Object position labeling records
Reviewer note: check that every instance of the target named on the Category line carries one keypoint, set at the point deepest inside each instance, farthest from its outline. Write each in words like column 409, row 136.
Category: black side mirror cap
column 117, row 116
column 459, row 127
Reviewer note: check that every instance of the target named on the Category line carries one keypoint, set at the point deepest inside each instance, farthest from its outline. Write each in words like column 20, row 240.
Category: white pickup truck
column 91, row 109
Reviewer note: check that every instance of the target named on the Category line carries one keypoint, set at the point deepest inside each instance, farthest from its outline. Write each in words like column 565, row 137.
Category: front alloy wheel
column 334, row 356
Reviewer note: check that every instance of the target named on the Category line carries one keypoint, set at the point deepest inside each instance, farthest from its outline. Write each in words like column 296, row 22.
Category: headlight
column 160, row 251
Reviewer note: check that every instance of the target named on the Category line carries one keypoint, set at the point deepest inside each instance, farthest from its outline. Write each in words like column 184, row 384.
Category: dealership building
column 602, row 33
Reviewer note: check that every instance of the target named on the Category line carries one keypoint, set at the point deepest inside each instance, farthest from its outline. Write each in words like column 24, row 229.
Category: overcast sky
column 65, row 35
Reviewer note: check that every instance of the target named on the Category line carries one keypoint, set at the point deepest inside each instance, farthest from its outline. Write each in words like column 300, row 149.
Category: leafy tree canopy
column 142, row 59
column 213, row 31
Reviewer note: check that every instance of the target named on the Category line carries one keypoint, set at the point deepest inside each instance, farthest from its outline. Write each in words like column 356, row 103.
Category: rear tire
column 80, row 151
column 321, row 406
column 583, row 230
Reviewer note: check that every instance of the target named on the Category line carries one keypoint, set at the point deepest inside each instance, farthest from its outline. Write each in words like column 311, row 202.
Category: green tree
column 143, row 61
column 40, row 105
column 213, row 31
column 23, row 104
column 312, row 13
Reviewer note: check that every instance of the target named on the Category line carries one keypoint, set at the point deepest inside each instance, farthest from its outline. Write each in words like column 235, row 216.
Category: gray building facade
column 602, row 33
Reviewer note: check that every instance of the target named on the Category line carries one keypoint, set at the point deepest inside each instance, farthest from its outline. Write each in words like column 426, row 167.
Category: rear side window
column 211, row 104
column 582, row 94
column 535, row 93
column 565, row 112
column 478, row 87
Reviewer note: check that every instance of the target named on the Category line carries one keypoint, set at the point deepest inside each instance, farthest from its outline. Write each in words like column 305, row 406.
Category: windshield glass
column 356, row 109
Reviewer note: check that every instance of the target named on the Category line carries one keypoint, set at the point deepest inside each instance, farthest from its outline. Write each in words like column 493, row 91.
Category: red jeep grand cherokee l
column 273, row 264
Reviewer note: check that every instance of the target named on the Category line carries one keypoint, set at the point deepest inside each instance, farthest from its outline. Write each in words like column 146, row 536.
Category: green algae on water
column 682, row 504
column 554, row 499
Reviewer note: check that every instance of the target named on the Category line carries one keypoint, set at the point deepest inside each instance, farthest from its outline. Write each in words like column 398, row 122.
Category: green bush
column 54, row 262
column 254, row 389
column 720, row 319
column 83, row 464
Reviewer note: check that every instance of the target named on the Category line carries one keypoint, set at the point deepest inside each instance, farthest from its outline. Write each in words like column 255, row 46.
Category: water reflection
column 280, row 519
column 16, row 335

■ WHAT NEEDS TO BE DONE
Convert the records above into a two-column CSV with the header row note_and_category,keypoints, giving each record its own row. Put the record's text in the first column and its answer in the second, with each value enclosed in double quotes and any line breaks replaced by spaces.

■ PROBLEM SOLUTION
note_and_category,keypoints
"Reviewer note: check that every instance of the target named on the Category line carries one keypoint, set at the point deepest inside each instance, farthest from its outline. Write each in words like column 409, row 136. Category: black side mirror cap","column 117, row 116 column 459, row 127"
"Reviewer note: check that every instance of the target named on the Category line carries one keypoint, set at the point deepest inside each instance, farthest from its outline. Write each in words like column 20, row 240. Category: white pickup truck","column 91, row 109"
"Reviewer note: check that every instance of the target named on the Category line carries one keypoint, set at the point deepest inside each instance, farthest from its outline. Write each in words like column 565, row 137. Category: front alloy wheel","column 334, row 356"
"Reviewer note: check that every instance of the target named on the Category line carries one keypoint, set at the point deepest inside each instance, farthest from its outline. Write each in words like column 296, row 22. Category: headlight","column 160, row 251"
"Reviewer note: check that every instance of the target named on the Category line carries one keypoint, set at the point deepest inside each instance, farthest from its outline. Write each in words like column 184, row 384. Category: dealership building","column 602, row 33"
"Reviewer note: check that every instance of the target named on the Category line carries one keypoint, set at the point deepest inside each instance, farthest from its outline. Write each in words like column 24, row 229. Category: overcast sky","column 65, row 35"
"Reviewer note: check that every instance of the target named on the Category line carries one keypoint, set at the point deepest inside each instance, farthest from its outline. Write each in words like column 300, row 149. Category: leafy tree canopy","column 142, row 59 column 213, row 31"
"Reviewer note: check that every instance of the target named on the Category line carries one keypoint, set at the point deepest inside each instance, farthest from its outline. Write each in words like column 356, row 103. Category: rear tire","column 80, row 151 column 321, row 406 column 583, row 230"
"Reviewer note: check that every instance of the target named on the Category line carries one keypoint, set at the point deepest inside each instance, farthest from its outline. Write each in words like column 311, row 202. Category: green tree","column 143, row 61 column 40, row 105 column 213, row 31 column 23, row 104 column 312, row 13"
"Reviewer note: check that every instance of the target named on the Category line carries one keypoint, set at the point deepest inside each instance, farthest from its outline. Write each in words like column 235, row 216. Category: gray building facade","column 602, row 33"
"Reviewer note: check that every instance of the target named on the Category line carries one keypoint, set at the point deepest inside each instance, farthest from its outline. Write each in words like column 426, row 167. Category: rear side window","column 211, row 104 column 582, row 94 column 535, row 93 column 565, row 112 column 478, row 87"
"Reviewer note: check that every instance of the target named on the Category line carries one keypoint, set at the point deepest inside each instance, farthest from its outline. Write each in words like column 305, row 406. Category: windshield glass","column 356, row 109"
"Reviewer note: check that every instance of the target named on the Category line carries one keypoint, set at the point deepest inside each instance, farthest from its outline. Write each in words like column 493, row 91. Category: red jeep grand cherokee l","column 273, row 264"
"Reviewer note: check that every instance of the target named on the Category line carries one keypoint, set at the point deepest inside each instance, farthest from its outline. Write each in words like column 146, row 536. Category: green algae on water","column 682, row 504 column 554, row 499"
"Reviewer note: check that every instance of the target named on the Category line carries one keypoint, set at the point deepest inside each instance, farthest from its outline. Write each in words like column 398, row 122. Category: green bush","column 54, row 262 column 254, row 389 column 720, row 319 column 83, row 464"
"Reviewer note: check that every instance of the target named on the Category line carries one keypoint, set at the point deepest inside each instance, farthest from its outline. Write each in words like column 255, row 46. Category: water reflection","column 280, row 519 column 16, row 335"